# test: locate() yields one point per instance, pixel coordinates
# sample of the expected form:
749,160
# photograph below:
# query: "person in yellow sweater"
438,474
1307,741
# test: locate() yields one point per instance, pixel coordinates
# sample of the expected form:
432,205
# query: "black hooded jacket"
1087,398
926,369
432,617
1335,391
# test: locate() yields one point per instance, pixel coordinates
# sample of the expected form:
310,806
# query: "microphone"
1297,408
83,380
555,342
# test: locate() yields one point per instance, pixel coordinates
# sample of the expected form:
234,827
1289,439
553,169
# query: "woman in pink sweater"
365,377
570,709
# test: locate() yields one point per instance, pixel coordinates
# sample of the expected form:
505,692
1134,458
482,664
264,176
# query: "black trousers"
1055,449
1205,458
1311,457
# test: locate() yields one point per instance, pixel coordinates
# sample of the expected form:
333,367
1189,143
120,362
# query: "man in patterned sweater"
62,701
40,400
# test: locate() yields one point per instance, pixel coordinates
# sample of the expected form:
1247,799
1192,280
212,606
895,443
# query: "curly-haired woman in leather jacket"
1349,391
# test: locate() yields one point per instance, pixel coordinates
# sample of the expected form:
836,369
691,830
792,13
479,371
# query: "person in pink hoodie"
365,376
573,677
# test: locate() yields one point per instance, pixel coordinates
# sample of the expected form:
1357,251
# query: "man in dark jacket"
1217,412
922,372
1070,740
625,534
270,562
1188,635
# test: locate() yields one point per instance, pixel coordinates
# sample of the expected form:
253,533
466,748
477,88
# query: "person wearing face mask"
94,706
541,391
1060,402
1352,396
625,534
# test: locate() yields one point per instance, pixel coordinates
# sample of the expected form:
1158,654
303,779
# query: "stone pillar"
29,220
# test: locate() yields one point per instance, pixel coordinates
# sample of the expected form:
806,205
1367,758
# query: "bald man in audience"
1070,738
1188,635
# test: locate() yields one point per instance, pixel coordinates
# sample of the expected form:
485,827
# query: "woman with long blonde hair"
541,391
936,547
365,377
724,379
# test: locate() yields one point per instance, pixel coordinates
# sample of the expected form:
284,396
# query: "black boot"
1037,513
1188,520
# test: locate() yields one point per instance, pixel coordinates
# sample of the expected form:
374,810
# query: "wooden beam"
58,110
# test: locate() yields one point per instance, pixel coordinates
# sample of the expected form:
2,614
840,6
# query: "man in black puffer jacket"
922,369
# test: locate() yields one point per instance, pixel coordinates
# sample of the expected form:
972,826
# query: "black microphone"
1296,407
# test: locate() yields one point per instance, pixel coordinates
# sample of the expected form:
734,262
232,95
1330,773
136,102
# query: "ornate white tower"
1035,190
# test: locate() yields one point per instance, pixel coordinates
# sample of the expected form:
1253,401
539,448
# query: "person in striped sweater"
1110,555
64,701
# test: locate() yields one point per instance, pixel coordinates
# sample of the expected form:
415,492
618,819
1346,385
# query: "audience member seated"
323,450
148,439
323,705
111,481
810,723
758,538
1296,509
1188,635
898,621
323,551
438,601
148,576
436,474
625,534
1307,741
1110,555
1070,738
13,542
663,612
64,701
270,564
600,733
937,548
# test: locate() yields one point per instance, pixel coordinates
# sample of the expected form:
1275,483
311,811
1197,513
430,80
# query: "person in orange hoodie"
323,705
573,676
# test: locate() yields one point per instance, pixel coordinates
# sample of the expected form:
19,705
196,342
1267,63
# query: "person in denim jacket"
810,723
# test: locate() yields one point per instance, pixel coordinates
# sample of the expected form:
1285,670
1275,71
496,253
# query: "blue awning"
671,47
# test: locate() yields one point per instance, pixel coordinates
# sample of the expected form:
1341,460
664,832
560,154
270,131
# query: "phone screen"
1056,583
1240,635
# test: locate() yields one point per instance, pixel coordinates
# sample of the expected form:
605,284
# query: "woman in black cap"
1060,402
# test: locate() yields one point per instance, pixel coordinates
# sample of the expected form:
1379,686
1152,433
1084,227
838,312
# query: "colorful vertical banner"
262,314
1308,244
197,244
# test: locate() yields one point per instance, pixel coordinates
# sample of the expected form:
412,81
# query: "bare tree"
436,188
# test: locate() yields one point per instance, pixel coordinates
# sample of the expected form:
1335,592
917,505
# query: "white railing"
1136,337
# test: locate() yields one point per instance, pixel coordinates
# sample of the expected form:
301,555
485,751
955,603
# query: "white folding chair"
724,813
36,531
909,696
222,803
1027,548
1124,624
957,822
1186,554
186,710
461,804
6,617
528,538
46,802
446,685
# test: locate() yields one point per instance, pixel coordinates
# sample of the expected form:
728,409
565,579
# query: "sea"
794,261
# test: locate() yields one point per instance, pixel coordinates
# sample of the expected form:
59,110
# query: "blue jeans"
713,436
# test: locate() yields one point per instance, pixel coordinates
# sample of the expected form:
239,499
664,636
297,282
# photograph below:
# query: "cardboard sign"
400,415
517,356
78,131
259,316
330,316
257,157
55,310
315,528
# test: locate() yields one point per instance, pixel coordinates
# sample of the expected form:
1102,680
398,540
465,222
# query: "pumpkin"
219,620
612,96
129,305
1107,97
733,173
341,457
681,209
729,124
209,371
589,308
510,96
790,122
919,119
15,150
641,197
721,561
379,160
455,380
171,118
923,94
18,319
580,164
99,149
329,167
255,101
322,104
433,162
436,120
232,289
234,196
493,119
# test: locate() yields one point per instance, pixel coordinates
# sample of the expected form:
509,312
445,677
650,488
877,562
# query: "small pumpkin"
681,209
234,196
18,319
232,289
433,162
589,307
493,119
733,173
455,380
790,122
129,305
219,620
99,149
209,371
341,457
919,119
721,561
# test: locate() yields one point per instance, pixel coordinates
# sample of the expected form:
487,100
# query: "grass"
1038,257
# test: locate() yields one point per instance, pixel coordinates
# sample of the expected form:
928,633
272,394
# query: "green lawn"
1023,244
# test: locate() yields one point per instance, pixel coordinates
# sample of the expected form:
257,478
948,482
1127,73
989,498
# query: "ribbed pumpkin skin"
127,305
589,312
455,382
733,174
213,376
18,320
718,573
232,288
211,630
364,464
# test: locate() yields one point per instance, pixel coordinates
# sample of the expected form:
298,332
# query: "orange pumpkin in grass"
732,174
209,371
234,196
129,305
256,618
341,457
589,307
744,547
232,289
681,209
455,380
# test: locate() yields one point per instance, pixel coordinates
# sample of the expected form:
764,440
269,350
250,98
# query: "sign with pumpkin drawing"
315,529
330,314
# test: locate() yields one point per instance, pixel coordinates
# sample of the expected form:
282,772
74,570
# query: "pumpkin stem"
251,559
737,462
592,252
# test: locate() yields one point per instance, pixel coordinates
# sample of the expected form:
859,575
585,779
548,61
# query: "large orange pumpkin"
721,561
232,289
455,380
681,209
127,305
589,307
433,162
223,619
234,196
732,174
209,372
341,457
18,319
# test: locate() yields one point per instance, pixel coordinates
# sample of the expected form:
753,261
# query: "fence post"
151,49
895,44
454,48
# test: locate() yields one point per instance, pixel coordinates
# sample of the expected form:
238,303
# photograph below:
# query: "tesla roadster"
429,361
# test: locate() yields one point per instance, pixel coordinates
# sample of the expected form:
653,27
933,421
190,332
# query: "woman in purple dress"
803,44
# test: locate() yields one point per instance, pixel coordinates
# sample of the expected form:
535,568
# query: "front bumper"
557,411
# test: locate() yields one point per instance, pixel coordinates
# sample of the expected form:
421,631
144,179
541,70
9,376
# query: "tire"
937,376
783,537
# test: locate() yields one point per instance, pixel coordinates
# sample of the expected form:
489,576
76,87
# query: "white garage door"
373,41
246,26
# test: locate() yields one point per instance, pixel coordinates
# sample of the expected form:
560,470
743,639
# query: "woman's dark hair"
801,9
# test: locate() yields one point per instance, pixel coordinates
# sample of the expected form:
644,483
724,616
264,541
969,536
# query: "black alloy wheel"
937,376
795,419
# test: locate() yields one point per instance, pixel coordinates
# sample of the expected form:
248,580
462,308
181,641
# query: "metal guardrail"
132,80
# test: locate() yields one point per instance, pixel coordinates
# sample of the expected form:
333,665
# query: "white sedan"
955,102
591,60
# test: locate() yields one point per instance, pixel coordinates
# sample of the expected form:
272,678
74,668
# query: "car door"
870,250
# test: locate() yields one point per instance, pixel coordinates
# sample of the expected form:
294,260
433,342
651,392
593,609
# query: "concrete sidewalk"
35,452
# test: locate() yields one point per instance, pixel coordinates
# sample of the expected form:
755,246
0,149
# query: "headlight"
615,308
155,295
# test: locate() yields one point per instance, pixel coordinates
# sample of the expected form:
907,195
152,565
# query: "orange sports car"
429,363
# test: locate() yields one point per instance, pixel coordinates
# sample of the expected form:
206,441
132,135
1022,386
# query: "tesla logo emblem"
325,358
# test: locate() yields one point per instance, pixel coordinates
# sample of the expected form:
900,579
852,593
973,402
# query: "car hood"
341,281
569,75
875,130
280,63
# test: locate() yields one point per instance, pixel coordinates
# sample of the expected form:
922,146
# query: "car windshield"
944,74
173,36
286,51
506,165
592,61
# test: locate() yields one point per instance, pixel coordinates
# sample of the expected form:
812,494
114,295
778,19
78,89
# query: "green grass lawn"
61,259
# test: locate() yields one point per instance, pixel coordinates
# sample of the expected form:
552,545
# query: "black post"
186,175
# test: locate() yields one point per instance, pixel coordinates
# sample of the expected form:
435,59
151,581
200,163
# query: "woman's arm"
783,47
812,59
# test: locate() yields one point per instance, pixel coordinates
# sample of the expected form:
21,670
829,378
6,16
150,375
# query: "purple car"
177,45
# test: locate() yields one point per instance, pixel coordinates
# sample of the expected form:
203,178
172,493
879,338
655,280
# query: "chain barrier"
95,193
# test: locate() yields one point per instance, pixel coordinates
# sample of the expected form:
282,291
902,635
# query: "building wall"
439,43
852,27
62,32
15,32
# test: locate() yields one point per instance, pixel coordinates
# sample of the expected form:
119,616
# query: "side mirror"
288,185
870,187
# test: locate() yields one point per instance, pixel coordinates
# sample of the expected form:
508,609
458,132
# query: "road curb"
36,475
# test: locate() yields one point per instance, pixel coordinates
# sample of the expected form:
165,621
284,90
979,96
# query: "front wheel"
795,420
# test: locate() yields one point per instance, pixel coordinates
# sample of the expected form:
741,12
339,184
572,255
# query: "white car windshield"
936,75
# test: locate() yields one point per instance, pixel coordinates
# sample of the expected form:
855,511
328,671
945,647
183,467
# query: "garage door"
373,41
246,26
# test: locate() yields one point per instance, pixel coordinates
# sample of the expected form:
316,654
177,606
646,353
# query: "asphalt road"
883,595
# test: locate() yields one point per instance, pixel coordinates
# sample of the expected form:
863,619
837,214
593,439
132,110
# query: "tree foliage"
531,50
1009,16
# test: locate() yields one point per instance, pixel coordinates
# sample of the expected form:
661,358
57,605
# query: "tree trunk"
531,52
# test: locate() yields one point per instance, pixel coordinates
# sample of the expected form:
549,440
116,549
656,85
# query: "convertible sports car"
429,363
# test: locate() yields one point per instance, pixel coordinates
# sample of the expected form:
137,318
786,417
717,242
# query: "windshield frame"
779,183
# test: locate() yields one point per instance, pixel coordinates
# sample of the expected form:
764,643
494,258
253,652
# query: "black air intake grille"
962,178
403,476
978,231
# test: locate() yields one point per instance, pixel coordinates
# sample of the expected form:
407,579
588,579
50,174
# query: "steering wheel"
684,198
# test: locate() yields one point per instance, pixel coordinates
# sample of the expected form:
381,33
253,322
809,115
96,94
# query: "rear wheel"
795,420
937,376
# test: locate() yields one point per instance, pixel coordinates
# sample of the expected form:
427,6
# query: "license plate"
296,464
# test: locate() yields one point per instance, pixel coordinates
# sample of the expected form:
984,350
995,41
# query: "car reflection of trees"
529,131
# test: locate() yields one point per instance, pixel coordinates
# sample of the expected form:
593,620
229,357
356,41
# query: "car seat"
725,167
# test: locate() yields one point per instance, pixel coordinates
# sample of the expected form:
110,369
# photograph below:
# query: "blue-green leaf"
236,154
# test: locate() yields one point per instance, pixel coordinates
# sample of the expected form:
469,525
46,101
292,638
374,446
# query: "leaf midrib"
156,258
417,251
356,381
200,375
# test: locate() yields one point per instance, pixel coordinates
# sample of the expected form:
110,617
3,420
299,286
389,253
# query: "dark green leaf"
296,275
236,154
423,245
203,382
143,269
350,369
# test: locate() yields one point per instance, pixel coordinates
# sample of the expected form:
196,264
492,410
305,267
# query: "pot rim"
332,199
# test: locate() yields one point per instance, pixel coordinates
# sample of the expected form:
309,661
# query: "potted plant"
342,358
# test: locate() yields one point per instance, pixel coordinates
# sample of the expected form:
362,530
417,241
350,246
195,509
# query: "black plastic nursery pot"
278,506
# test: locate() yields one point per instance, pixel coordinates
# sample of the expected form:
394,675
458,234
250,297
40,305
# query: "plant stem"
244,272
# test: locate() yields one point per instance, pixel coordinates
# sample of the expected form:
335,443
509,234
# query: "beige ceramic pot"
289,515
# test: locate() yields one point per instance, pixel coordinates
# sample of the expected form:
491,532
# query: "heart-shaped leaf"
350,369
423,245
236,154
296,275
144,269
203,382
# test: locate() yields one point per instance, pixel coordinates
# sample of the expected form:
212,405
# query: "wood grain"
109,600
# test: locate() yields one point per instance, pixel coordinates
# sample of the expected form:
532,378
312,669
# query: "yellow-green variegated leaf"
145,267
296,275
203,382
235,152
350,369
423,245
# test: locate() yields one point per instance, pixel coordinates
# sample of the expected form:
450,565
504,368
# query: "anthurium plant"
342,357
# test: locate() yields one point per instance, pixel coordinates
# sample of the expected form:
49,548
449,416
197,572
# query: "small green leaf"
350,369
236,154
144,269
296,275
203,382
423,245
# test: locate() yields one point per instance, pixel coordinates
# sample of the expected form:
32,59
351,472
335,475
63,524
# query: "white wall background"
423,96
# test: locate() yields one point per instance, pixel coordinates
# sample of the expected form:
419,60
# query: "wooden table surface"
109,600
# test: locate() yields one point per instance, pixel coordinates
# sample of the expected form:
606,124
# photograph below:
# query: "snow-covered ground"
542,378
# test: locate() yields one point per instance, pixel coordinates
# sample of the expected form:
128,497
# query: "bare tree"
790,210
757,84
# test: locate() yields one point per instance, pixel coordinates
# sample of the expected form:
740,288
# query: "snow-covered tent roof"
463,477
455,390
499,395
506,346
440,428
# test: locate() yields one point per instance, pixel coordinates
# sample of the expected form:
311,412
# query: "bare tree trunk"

☆ ☆ ☆ ☆ ☆ ☆ ☆

### Exercise requirements
Please show each line of the rows above that contains the word "leaf".

### Answer to this problem
# query: "blue-green leaf"
# query: "leaf midrib"
# query: "dark green leaf"
# query: "heart-shaped leaf"
# query: "yellow-green variegated leaf"
# query: "small green leaf"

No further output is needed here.